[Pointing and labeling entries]
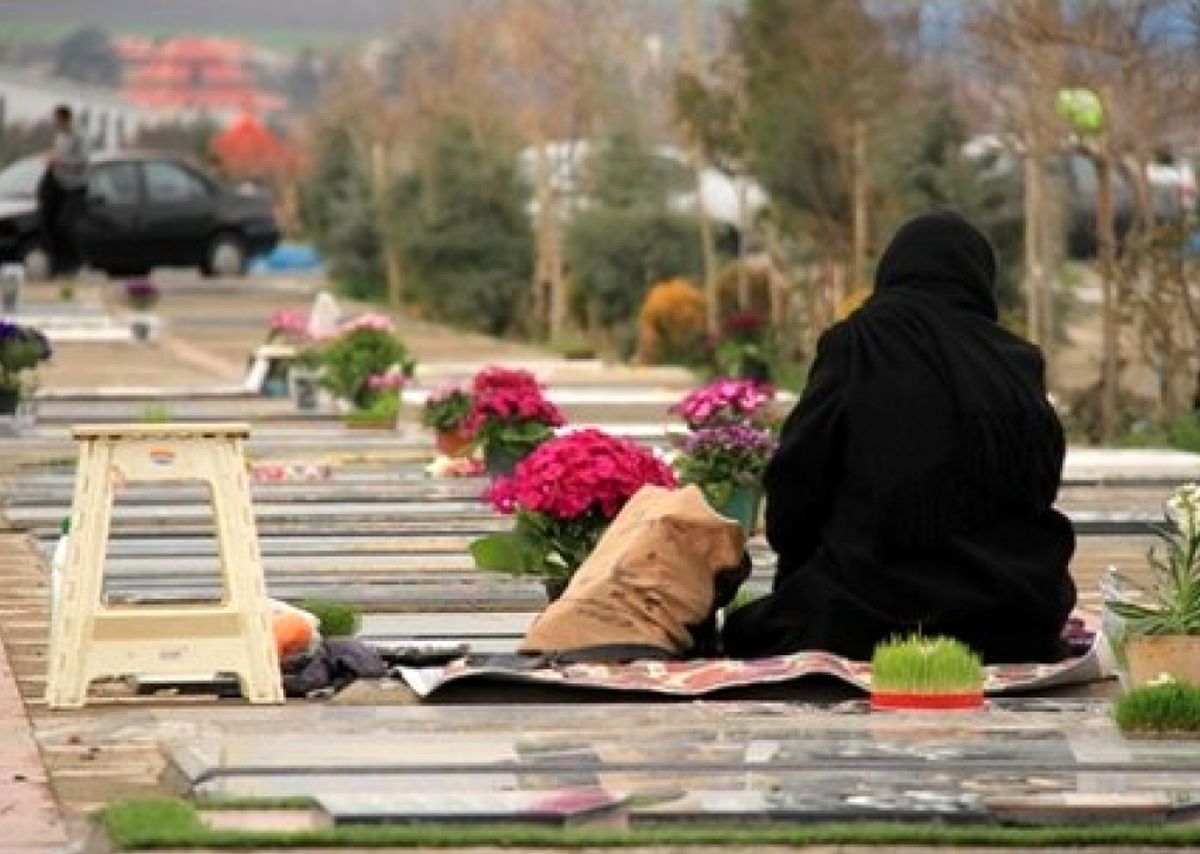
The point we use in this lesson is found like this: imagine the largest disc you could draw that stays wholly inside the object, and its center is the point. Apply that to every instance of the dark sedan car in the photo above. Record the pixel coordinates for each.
(142, 211)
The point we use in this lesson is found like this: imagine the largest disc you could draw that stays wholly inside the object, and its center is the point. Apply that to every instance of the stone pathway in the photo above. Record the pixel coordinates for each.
(378, 533)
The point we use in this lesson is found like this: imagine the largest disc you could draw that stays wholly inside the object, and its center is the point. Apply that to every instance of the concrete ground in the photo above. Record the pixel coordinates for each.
(209, 329)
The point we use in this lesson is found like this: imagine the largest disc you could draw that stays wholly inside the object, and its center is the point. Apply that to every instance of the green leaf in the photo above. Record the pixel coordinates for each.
(509, 553)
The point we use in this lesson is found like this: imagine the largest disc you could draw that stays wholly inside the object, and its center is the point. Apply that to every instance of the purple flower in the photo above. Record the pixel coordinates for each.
(735, 438)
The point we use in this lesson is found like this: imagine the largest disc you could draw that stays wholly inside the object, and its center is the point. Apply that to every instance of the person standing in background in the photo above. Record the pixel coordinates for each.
(60, 192)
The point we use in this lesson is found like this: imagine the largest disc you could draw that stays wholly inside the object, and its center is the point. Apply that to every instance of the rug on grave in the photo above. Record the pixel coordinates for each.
(701, 677)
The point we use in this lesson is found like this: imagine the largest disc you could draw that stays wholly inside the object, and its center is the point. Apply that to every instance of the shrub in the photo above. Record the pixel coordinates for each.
(336, 619)
(671, 324)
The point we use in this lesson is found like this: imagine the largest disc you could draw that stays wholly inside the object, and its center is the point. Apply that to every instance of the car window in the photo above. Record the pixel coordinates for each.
(115, 184)
(172, 182)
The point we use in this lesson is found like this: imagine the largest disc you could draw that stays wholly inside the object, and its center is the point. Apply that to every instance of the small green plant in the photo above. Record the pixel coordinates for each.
(155, 414)
(927, 666)
(383, 408)
(1170, 603)
(1164, 707)
(742, 599)
(447, 408)
(337, 619)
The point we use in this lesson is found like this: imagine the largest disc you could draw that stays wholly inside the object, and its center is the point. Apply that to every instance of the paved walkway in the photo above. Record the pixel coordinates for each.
(29, 812)
(381, 531)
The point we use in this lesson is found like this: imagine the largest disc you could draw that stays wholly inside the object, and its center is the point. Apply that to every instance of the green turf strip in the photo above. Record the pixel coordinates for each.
(156, 824)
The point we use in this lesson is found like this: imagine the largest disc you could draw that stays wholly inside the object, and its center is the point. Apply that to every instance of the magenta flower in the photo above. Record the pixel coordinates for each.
(725, 401)
(582, 474)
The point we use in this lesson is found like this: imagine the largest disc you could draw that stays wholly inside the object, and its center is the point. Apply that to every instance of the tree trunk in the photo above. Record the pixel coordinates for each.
(1105, 246)
(1035, 196)
(861, 192)
(541, 266)
(381, 182)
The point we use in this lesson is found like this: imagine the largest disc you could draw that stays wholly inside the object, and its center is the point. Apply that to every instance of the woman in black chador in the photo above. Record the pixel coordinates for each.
(915, 480)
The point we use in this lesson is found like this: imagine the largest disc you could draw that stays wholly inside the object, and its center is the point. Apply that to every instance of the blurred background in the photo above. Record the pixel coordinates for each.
(653, 180)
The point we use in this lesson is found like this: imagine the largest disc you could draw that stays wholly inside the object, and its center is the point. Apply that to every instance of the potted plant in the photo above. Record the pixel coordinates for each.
(142, 294)
(925, 673)
(1164, 708)
(366, 347)
(509, 416)
(381, 404)
(1161, 619)
(726, 401)
(726, 462)
(445, 412)
(562, 497)
(22, 349)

▶ [Task brief]
Lay out all the records above as a numbered list, one line per item, with blank lines dropped. Omit the pictures.

▶ [Reply to the task]
1. The point we use in this lesson is found like this: imagine the largest disc you could draw that stays wholly inside the object, and its center is the point. Apply that to every instance of the dark sedan car in the photo above. Record the pixel coordinates for each.
2. (142, 211)
3. The point we use in this lesson is found like this: imagine the largest disc you could draw that stays wholly inside the object, and its center is the point. Apply that to every instance of the stone pathway in the photo above. Record the pixel coordinates for each.
4. (378, 533)
5. The point we use in this lesson is found like this: imagine the largest disc you could draw that stays wholly inside the object, and its center is the point. Apply that to every instance of the concrete ground in the photo above. Record the pixel coordinates for each.
6. (209, 329)
7. The point we use in this lesson is found like this: imagine the largest disc you could draw that stays wholly inside the object, and its center is the point. Apply that to every instance of the green leaf in the photo above. Record the pixel coordinates for each.
8. (509, 553)
9. The point we use in this lesson is found like this: imagine the largest disc you could draw that stays wholly inside the object, and its center is the point. Apply that to every instance of the purple flower in the photo above. Record the pixel coordinates for each.
10. (735, 438)
11. The point we use in this lesson is found like this: imagine the largest disc you could draw that stays wholly inside the object, and its center is the point. Apply that to every instance of the person standing in background in the photo above. Record the pixel coordinates for each.
12. (60, 192)
13. The point we use in this lesson is found like this: imagine the largest disc you could draw that stays wholly inside the object, and its center is the point. Apply that to every instance of the rug on grave in the photo above. Record the pixel coordinates for each.
14. (701, 677)
15. The point we use in this lesson is found like this: imagine the largest disc you could draw that stays wholly inside the object, and its center is the point. Apply that to every instance of the shrub in the photo above. Record the pixel coordinates for each.
16. (336, 619)
17. (671, 324)
18. The point we use in this lesson is found like this: imagine the largest disc you could draw that stays wholly inside the object, and its center is the point. Apply that to every instance of the car window in the photo above. Record the pixel coordinates for each.
19. (115, 184)
20. (172, 182)
21. The point we use in this lesson is found like this: imagine the largest disc you could draw that stays wholly inside the object, and its center is the point. Apply that to every instance of the small green plant in the photo above. Record the pixel coordinates for each.
22. (155, 414)
23. (927, 666)
24. (383, 408)
25. (1170, 603)
26. (1164, 707)
27. (742, 599)
28. (447, 408)
29. (337, 619)
30. The point we use in this lesson is found like this: imagine the largest disc you could draw that stays wholly inside the object, and its center is the point. Apply that to every instance of the paved walkway in the photo above. Record the pixel coordinates for each.
31. (29, 812)
32. (381, 531)
33. The point we use in this lesson is found like this: imagine the largest disc you could draw that stays wholly inside the object, and its center is the point. Apply that to every instance of the green turf strip in the photo above. Record the pixel coordinates for each.
34. (156, 824)
35. The point we use in this lesson is found like this: imagine the largest disc you could draw that stays wholly inside the object, and its center is the point. Apply that to every instance of the magenta flower in the photo above. Record the pixel coordinates for each.
36. (725, 401)
37. (582, 474)
38. The point we use in this lesson is found like this: imagine the largest disc you could draw that stays wholly inside the object, and its center is the point. Apply that to every instance of the tree trunk in the photo above. Record the pixel coordinates for each.
39. (1105, 246)
40. (1035, 196)
41. (861, 192)
42. (541, 266)
43. (381, 182)
44. The point we use in this lesson is found like this: imagine the largest disc you could draw that stays wholly inside the object, and its center is the point. Apply that to every instance of the woman in black chador in the photo above. Record the pixel coordinates for each.
45. (915, 480)
46. The point we use in this lesson is found like this: imagine the largest disc you could draw that stays wholly inside the object, and its center is the point. Apply that to every instance of the blurred background in the photo above. Record the pixel coordinates for each.
47. (653, 180)
48. The point we use in this lesson is found like this: imagine the largest disc you could draw that stays wholly inside the object, and its center is the point. Apply that to every instance of the potted plant in the photo above. Record the pixel coordinates for each.
49. (142, 294)
50. (925, 673)
51. (1164, 708)
52. (366, 347)
53. (509, 416)
54. (381, 404)
55. (1161, 619)
56. (726, 401)
57. (726, 462)
58. (445, 412)
59. (562, 497)
60. (22, 349)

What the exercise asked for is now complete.